STATED GOAL>
Copy out the rows that begin with the line containing "Wildlife biologist here. I need boxes around every bread" and end with the line containing "[336,0,394,75]", changing "Wildlife biologist" to "Field ecologist" and leaving everything else as it stands.

LISTED ENTRIES>

──────────────────────────────

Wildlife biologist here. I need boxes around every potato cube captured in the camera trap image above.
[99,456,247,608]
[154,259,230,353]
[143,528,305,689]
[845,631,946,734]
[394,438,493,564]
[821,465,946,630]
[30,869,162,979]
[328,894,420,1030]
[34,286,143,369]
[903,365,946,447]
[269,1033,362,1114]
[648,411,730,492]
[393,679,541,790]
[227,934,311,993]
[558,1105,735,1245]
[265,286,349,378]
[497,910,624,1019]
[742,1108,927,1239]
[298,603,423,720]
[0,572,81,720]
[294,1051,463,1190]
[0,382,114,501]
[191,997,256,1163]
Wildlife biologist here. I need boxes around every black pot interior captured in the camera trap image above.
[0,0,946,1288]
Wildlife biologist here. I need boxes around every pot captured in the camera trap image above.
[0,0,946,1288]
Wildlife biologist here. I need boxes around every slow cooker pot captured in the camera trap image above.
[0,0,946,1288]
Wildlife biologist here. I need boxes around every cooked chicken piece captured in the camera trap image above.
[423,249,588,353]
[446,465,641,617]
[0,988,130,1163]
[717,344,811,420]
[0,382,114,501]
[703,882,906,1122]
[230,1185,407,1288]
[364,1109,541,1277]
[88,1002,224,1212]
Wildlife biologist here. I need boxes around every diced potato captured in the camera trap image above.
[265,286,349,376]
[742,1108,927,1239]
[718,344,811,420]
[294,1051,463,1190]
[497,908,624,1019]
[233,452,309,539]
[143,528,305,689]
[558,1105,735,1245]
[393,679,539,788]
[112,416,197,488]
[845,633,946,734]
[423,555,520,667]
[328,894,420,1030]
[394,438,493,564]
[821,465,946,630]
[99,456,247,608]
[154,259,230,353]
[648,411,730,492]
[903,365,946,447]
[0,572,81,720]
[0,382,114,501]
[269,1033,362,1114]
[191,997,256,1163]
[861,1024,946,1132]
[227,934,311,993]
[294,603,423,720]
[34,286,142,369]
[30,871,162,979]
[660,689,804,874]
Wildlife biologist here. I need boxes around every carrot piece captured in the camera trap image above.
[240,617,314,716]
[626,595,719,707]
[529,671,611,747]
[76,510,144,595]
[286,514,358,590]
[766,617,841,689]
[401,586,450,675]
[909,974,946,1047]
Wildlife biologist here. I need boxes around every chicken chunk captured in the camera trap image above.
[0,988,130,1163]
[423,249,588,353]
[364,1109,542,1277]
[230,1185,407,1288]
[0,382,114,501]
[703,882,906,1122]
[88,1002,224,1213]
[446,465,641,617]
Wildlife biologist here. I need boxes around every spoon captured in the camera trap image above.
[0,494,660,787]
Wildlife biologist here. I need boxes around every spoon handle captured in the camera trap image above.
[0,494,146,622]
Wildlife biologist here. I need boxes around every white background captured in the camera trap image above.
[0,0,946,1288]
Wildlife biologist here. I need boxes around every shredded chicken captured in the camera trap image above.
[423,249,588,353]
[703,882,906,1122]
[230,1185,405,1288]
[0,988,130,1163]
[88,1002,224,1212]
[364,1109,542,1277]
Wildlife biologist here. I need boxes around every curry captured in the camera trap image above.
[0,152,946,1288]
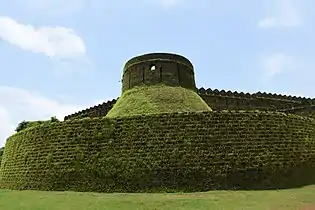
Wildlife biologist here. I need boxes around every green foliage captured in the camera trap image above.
[0,111,315,192]
[15,117,59,132]
[0,147,4,165]
[106,84,211,117]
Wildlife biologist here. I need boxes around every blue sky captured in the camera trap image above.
[0,0,315,146]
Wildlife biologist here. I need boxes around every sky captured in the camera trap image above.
[0,0,315,147]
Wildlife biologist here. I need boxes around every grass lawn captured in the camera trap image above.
[0,186,315,210]
[106,84,211,117]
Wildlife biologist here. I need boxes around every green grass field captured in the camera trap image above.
[106,84,211,117]
[0,186,315,210]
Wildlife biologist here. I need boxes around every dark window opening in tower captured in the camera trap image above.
[150,65,155,71]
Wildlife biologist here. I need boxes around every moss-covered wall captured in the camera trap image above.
[64,98,118,120]
[122,53,196,92]
[65,88,315,120]
[0,112,315,192]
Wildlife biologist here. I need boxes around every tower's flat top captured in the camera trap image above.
[124,52,193,72]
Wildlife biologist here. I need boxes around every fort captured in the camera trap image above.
[0,53,315,192]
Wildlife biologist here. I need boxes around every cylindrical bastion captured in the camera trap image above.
[122,53,196,92]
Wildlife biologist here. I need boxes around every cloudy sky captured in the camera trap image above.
[0,0,315,146]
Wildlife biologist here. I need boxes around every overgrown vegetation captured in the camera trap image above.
[106,84,211,117]
[0,112,315,192]
[15,116,59,132]
[0,147,4,165]
[0,186,315,210]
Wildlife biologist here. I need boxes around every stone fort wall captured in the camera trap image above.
[65,88,315,120]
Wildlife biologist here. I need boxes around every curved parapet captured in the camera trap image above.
[0,111,315,192]
[122,53,196,92]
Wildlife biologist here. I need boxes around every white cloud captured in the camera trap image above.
[0,16,86,58]
[263,53,296,78]
[258,0,301,28]
[0,86,87,147]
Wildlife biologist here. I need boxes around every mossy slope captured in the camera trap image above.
[106,84,212,117]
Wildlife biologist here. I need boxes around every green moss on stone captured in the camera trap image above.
[106,84,212,117]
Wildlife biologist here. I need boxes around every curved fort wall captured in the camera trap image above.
[0,111,315,192]
[65,88,315,120]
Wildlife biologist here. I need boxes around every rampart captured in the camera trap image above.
[65,88,315,120]
[0,111,315,192]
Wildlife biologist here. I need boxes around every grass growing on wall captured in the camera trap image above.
[106,84,211,117]
[0,186,315,210]
[0,112,315,192]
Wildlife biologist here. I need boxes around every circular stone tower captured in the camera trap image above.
[122,53,196,92]
[106,53,211,117]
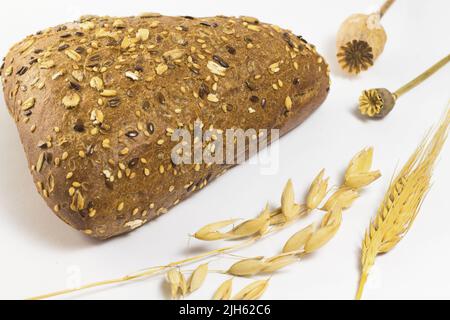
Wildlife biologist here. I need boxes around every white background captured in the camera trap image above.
[0,0,450,299]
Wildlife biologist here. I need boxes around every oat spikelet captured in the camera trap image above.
[356,110,450,299]
[306,170,329,210]
[213,278,233,300]
[188,263,208,292]
[167,269,187,299]
[194,219,238,241]
[227,257,266,277]
[281,180,295,220]
[232,280,269,300]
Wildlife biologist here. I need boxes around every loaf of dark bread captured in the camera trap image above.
[1,14,329,239]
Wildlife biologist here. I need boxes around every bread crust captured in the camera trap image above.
[1,14,329,239]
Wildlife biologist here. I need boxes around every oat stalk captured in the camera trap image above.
[31,149,379,300]
[356,109,450,300]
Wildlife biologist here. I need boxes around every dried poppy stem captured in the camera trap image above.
[380,0,395,18]
[359,54,450,119]
[394,54,450,98]
[336,0,394,75]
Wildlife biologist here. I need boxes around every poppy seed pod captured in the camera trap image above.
[336,13,387,74]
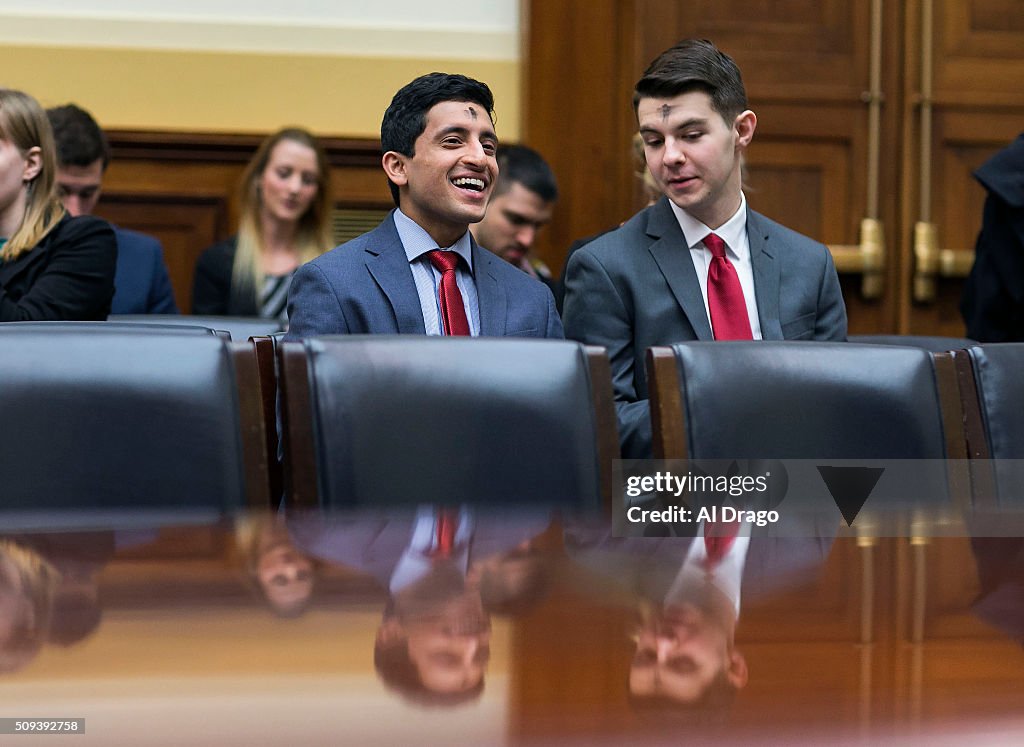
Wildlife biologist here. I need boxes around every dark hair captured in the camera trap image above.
[490,146,558,202]
[629,671,738,727]
[633,39,746,122]
[374,639,483,708]
[381,73,495,205]
[46,103,111,170]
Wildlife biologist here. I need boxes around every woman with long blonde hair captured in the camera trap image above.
[0,88,118,322]
[191,127,332,320]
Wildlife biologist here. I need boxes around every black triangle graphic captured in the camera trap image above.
[818,466,886,527]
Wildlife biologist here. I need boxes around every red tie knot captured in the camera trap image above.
[427,249,459,275]
[705,234,725,258]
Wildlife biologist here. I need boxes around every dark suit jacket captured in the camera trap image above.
[564,197,846,458]
[0,215,118,322]
[565,525,835,603]
[288,510,551,588]
[961,134,1024,342]
[191,236,259,317]
[288,210,562,339]
[111,226,178,314]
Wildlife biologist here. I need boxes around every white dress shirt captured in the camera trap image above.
[669,193,762,340]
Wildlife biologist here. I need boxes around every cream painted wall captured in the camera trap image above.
[0,45,519,140]
[0,0,520,140]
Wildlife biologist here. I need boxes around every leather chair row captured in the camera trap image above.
[266,336,618,509]
[0,322,1024,518]
[0,322,269,525]
[106,314,285,342]
[647,339,1024,506]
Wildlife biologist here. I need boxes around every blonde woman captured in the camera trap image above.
[0,539,60,672]
[191,128,332,320]
[0,88,118,322]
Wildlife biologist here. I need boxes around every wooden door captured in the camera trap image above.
[522,0,1024,335]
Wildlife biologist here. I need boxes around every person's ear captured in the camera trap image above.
[22,146,43,183]
[725,649,750,690]
[732,109,758,151]
[381,151,409,186]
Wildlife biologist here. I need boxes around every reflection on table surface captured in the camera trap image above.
[0,507,1024,745]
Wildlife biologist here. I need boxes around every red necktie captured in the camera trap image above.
[433,509,459,557]
[705,522,739,568]
[427,249,469,335]
[705,234,754,340]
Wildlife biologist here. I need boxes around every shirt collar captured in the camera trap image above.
[669,192,746,254]
[394,208,473,274]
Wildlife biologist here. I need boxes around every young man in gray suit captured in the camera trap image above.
[564,40,846,458]
[288,73,562,338]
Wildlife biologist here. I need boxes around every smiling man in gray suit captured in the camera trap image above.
[564,40,846,458]
[288,73,562,338]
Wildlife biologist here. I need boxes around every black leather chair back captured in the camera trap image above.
[0,323,266,512]
[956,342,1024,507]
[106,314,285,342]
[653,341,946,459]
[847,335,978,352]
[282,336,614,507]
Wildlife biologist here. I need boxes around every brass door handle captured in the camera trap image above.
[828,218,886,299]
[913,220,974,303]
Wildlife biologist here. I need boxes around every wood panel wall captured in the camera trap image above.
[522,0,1024,335]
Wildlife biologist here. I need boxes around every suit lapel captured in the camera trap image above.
[746,208,782,340]
[470,239,508,337]
[0,227,50,285]
[647,197,715,340]
[365,214,427,335]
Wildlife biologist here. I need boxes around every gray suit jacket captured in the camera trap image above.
[564,197,846,458]
[288,210,563,339]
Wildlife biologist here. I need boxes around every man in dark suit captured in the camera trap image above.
[46,103,178,314]
[961,132,1024,342]
[288,73,562,338]
[471,146,558,291]
[564,40,846,458]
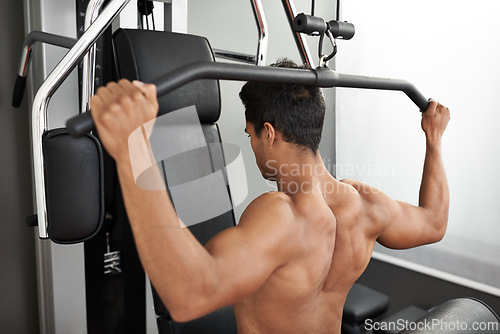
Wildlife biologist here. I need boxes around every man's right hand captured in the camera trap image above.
[422,101,450,144]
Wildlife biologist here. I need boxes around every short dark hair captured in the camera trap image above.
[240,58,325,154]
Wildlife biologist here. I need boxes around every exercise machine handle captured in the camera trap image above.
[293,13,356,40]
[66,62,429,137]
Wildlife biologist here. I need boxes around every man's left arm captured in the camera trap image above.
[92,80,293,321]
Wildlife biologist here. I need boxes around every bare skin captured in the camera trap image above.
[92,80,450,333]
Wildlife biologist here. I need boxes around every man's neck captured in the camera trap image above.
[276,151,330,196]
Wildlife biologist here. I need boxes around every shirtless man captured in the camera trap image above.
[92,58,450,334]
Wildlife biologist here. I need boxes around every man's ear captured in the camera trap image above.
[264,122,276,145]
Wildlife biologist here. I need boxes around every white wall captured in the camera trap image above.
[188,0,335,219]
[337,0,500,293]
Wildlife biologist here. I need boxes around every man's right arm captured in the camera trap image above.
[350,101,450,249]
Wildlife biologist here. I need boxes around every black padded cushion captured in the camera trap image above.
[157,306,236,334]
[342,283,389,325]
[113,29,224,123]
[373,305,427,334]
[43,129,104,244]
[400,298,500,334]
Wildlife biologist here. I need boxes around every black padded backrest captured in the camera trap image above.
[113,29,220,123]
[113,30,236,334]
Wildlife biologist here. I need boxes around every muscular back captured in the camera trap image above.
[230,175,374,333]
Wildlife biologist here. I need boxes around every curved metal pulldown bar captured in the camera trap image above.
[66,62,429,137]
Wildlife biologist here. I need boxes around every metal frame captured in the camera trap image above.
[281,0,314,68]
[31,0,130,239]
[81,0,105,112]
[66,62,429,137]
[212,0,268,66]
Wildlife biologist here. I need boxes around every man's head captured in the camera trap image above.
[240,59,325,154]
[240,59,325,179]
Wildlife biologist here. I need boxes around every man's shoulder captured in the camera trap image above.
[240,191,295,228]
[340,179,382,201]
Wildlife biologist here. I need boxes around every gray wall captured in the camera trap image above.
[188,0,335,219]
[337,0,500,296]
[0,1,38,333]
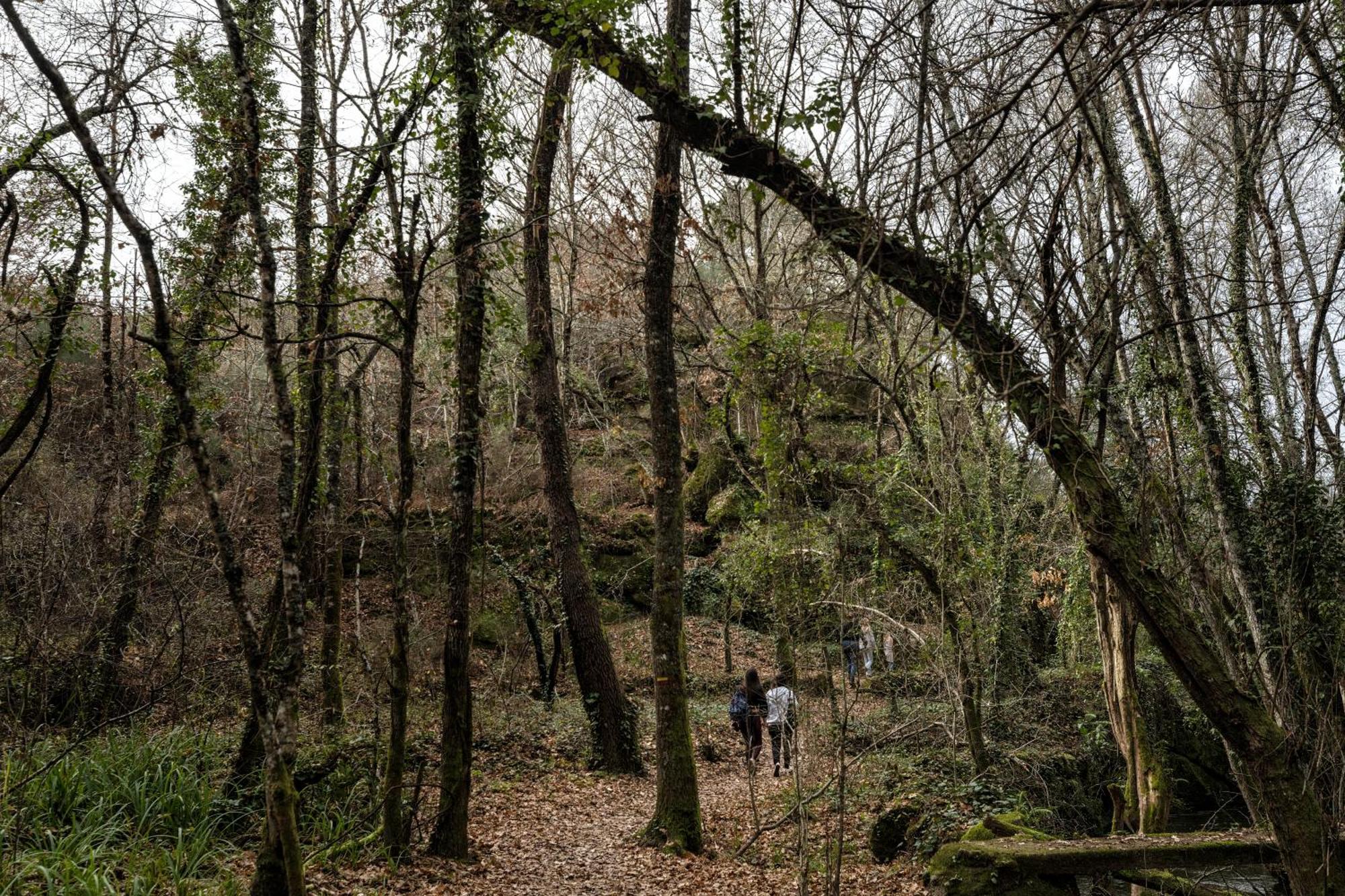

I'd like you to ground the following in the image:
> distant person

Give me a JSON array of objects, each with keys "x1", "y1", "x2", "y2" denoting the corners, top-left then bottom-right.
[
  {"x1": 841, "y1": 622, "x2": 859, "y2": 688},
  {"x1": 729, "y1": 669, "x2": 768, "y2": 768},
  {"x1": 765, "y1": 674, "x2": 799, "y2": 778},
  {"x1": 859, "y1": 618, "x2": 878, "y2": 676}
]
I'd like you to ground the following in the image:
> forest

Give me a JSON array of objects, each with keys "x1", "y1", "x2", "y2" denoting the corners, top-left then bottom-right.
[{"x1": 0, "y1": 0, "x2": 1345, "y2": 896}]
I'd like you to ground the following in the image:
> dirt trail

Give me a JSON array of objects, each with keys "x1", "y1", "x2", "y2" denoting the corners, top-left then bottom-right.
[{"x1": 311, "y1": 747, "x2": 924, "y2": 896}]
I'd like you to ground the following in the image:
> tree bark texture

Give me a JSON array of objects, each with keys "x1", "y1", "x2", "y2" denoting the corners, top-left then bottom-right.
[{"x1": 523, "y1": 55, "x2": 642, "y2": 772}]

──────────────────────────────

TASK OUTPUT>
Field ecologist here. I need boxes around every bread crust captured in the camera trap image above.
[1,14,329,239]
Field ecologist here. I need boxes around every oat stalk captured in the camera trap image above.
[31,149,379,300]
[356,109,450,300]
Field ecologist here. I need boxes around every dried poppy stem captured in the camera trap image above.
[380,0,395,18]
[359,54,450,119]
[394,54,450,98]
[336,0,394,75]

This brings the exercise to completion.